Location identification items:
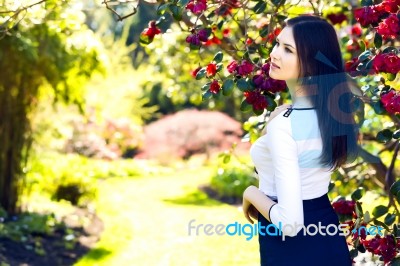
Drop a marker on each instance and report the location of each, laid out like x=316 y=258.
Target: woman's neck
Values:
x=299 y=98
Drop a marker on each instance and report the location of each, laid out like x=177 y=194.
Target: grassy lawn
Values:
x=146 y=223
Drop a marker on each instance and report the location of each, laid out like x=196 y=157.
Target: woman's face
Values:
x=284 y=60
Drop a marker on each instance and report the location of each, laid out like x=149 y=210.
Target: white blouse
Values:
x=287 y=162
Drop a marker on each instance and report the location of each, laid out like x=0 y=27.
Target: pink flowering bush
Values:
x=111 y=140
x=189 y=132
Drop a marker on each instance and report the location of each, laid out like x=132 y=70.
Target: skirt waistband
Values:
x=312 y=204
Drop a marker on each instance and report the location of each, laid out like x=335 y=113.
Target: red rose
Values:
x=232 y=67
x=245 y=68
x=256 y=99
x=389 y=27
x=215 y=87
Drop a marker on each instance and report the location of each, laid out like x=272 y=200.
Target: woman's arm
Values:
x=254 y=198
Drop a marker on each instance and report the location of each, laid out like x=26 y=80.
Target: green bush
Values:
x=73 y=177
x=231 y=182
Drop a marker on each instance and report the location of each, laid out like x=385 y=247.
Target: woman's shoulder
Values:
x=274 y=116
x=278 y=110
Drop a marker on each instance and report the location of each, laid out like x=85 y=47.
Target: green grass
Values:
x=146 y=223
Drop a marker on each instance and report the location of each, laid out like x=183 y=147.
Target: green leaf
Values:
x=367 y=217
x=258 y=112
x=260 y=7
x=182 y=3
x=353 y=253
x=390 y=218
x=379 y=211
x=206 y=86
x=396 y=134
x=364 y=55
x=390 y=49
x=219 y=67
x=384 y=135
x=145 y=39
x=194 y=47
x=367 y=2
x=263 y=51
x=162 y=8
x=206 y=95
x=227 y=158
x=176 y=12
x=245 y=106
x=201 y=73
x=227 y=87
x=378 y=107
x=396 y=230
x=359 y=210
x=395 y=262
x=377 y=222
x=243 y=85
x=378 y=40
x=390 y=76
x=278 y=2
x=264 y=31
x=361 y=43
x=331 y=186
x=395 y=187
x=218 y=57
x=357 y=194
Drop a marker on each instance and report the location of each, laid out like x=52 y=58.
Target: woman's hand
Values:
x=248 y=209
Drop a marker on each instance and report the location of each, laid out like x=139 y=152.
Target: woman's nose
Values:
x=274 y=54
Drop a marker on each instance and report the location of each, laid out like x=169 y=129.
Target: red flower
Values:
x=385 y=247
x=356 y=30
x=226 y=32
x=194 y=72
x=368 y=15
x=227 y=6
x=272 y=36
x=193 y=39
x=344 y=207
x=197 y=6
x=232 y=67
x=203 y=35
x=352 y=45
x=213 y=40
x=391 y=101
x=215 y=87
x=211 y=70
x=337 y=18
x=387 y=63
x=245 y=68
x=152 y=30
x=389 y=28
x=389 y=6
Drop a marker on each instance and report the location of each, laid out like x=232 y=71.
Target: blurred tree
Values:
x=46 y=48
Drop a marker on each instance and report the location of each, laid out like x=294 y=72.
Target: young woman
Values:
x=303 y=144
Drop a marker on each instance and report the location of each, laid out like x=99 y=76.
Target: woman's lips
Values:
x=274 y=66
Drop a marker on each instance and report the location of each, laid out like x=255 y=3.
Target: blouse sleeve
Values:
x=288 y=213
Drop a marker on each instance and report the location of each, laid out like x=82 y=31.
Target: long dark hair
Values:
x=321 y=66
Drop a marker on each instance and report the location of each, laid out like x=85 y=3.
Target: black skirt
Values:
x=311 y=250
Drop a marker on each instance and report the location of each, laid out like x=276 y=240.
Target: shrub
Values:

** WHAT THE TASK REQUIRES **
Rewrite all of the lines above, replacing every occurrence of "Values" with "Coordinates" and leaving everything else unchanged. Omit the pictures from your answer.

** REPLY TO THE TASK **
Drop a marker on each instance and report the location of each, laid out like x=316 y=258.
Target: woman's neck
Coordinates:
x=299 y=98
Drop a marker on each instance and report the location of each, laid out like x=177 y=194.
Target: grassy lawn
Coordinates:
x=146 y=223
Drop a marker on each instance and report the location of each, laid out like x=196 y=157.
Target: woman's face
Coordinates:
x=284 y=60
Drop a marker on each instance and report the location of each, laid out like x=149 y=210.
Target: white blouse
Coordinates:
x=287 y=162
Drop a marker on each instance and report the location of each, laid out like x=0 y=27.
Target: pink flowering bush
Coordinates:
x=111 y=140
x=189 y=132
Drop a marker on each instance and report the location of each, laid out like x=132 y=70.
Target: skirt waistband
Coordinates:
x=312 y=204
Drop a marker on each instance and report the location of each, laid out like x=335 y=113.
Target: red rose
Coordinates:
x=232 y=67
x=245 y=68
x=256 y=99
x=389 y=27
x=215 y=87
Drop a marker on each instance and report the location of each, laid out like x=272 y=200.
Target: woman's arm
Coordinates:
x=254 y=198
Drop a marker on each instance and report the location of each, laid out like x=26 y=80.
Target: green bush
Coordinates:
x=73 y=177
x=231 y=182
Drop a marker on each instance and report the location of each, laid out like x=385 y=247.
Target: woman's shoulder
Coordinates:
x=274 y=116
x=278 y=110
Drop a marker on each instance and report the location of each, laid out like x=85 y=47.
Target: green grass
Coordinates:
x=146 y=223
Drop a marker on each instance and report the location of each, laid out like x=183 y=147.
Target: green leaf
Coordinates:
x=367 y=217
x=258 y=112
x=260 y=7
x=182 y=3
x=353 y=253
x=390 y=218
x=379 y=211
x=206 y=86
x=396 y=134
x=364 y=55
x=390 y=49
x=219 y=67
x=384 y=135
x=145 y=39
x=194 y=47
x=367 y=2
x=263 y=51
x=162 y=8
x=206 y=95
x=227 y=158
x=176 y=12
x=245 y=106
x=201 y=73
x=227 y=87
x=378 y=107
x=396 y=230
x=359 y=210
x=395 y=262
x=377 y=222
x=243 y=85
x=378 y=40
x=390 y=76
x=278 y=2
x=264 y=31
x=361 y=43
x=331 y=186
x=395 y=187
x=218 y=57
x=357 y=194
Drop a marker on each instance and report the location of each, laid out like x=52 y=58.
Target: woman's hand
Coordinates:
x=248 y=209
Drop a marker on each instance and report the location of each, laid out like x=139 y=152.
Target: woman's nose
Coordinates:
x=274 y=54
Drop a marker on each instance and report the location of each, laid out like x=169 y=129.
Target: red flower
Coordinates:
x=385 y=247
x=356 y=30
x=226 y=32
x=194 y=72
x=368 y=15
x=227 y=6
x=272 y=36
x=193 y=39
x=344 y=207
x=197 y=6
x=232 y=67
x=203 y=35
x=352 y=45
x=213 y=40
x=391 y=101
x=215 y=87
x=211 y=70
x=337 y=18
x=387 y=63
x=245 y=68
x=152 y=30
x=389 y=28
x=389 y=6
Drop a marker on each instance and report the location of each, laid out like x=232 y=71.
Target: blurred tree
Coordinates:
x=46 y=48
Drop a marker on each instance and report the location of each, laid out like x=294 y=72.
Target: young woman
Coordinates:
x=303 y=144
Drop a marker on each instance and report the location of each, laid out like x=99 y=76.
Target: woman's lips
Coordinates:
x=274 y=66
Drop a marker on each instance and report the location of each, laid out like x=255 y=3.
Target: blouse sleeve
Coordinates:
x=288 y=213
Drop a marker on each instance and report the location of each, laid out like x=82 y=31.
Target: long dark hair
Coordinates:
x=321 y=66
Drop a marker on each instance and report the location of each, laid out like x=85 y=3.
Target: black skirt
Coordinates:
x=311 y=250
Drop a marker on each instance and report the location of each, laid out like x=276 y=240.
Target: shrub
Coordinates:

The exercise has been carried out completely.